[Region pointing data]
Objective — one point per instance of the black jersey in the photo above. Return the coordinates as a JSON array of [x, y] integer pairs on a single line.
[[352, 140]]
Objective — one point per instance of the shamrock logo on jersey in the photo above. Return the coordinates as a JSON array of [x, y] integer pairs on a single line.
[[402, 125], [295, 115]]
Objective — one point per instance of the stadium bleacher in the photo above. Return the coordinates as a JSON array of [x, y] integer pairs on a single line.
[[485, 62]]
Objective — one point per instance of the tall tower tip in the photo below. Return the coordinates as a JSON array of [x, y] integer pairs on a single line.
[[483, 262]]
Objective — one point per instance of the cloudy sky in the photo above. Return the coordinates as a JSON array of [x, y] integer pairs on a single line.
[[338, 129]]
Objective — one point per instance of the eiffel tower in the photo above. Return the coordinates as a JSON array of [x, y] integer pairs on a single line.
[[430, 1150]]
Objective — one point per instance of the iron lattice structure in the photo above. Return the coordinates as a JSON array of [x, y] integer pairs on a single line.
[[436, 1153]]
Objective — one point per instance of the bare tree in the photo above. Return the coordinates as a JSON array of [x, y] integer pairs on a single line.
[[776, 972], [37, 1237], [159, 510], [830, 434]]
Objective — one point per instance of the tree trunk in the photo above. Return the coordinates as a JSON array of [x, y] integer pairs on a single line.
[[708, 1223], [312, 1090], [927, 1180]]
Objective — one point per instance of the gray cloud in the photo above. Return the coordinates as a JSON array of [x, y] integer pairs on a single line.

* **PROBLEM DESCRIPTION**
Set every record down again exactly as written.

* **FINISHED TASK**
Objective — one point per instance of the black jersey in the photo above. Return the coordinates as a JSON array of [x, y] integer pairs on a single line.
[[352, 140]]
Objective — one point per instance of the shamrock logo on jersey in the photo above. Return the coordinates as a JSON array of [x, y] integer pairs on a single line.
[[402, 125], [295, 115]]
Objective — one point per instance of the stadium bleacher in the photo above. Return the coordinates as a JSON array of [x, y] integer pairs on a single line.
[[485, 62]]
Objective — one point per instance of the tall tower tip in the photo below. Return the coordinates as a JSON array of [x, y] integer pairs on a single line.
[[483, 262]]
Objective — one point per instance of the cloudy sky in the photo above. Return the coordinates as a JSON array of [x, y] integer pairs on a single line.
[[338, 129]]
Objective — one point per instance of the eiffel tower in the photo above. Return the coordinates as a JSON array of [x, y] integer pairs on a single line.
[[430, 1150]]
Objective — one point per instance of the iron lattice structure in the photo above. Return the coordinates as a JSON array of [x, y] integer pairs on a single line.
[[436, 1153]]
Objective — one point per instance of the bare tree in the photo above. Return the coordinates as a JSON array of [x, y] integer pairs on a single line.
[[776, 972], [37, 1237], [159, 510], [830, 434]]
Objective — one point per instance of the tree trunk in the photo above. Return the coordinates as a JSON array of [x, y] integer pairs on a single line.
[[708, 1223], [312, 1090], [927, 1180]]
Objective — one point per instance of the gray cloud in the photo above. Return the coordinates as a JSON array of [x, y] integer pairs on a single line.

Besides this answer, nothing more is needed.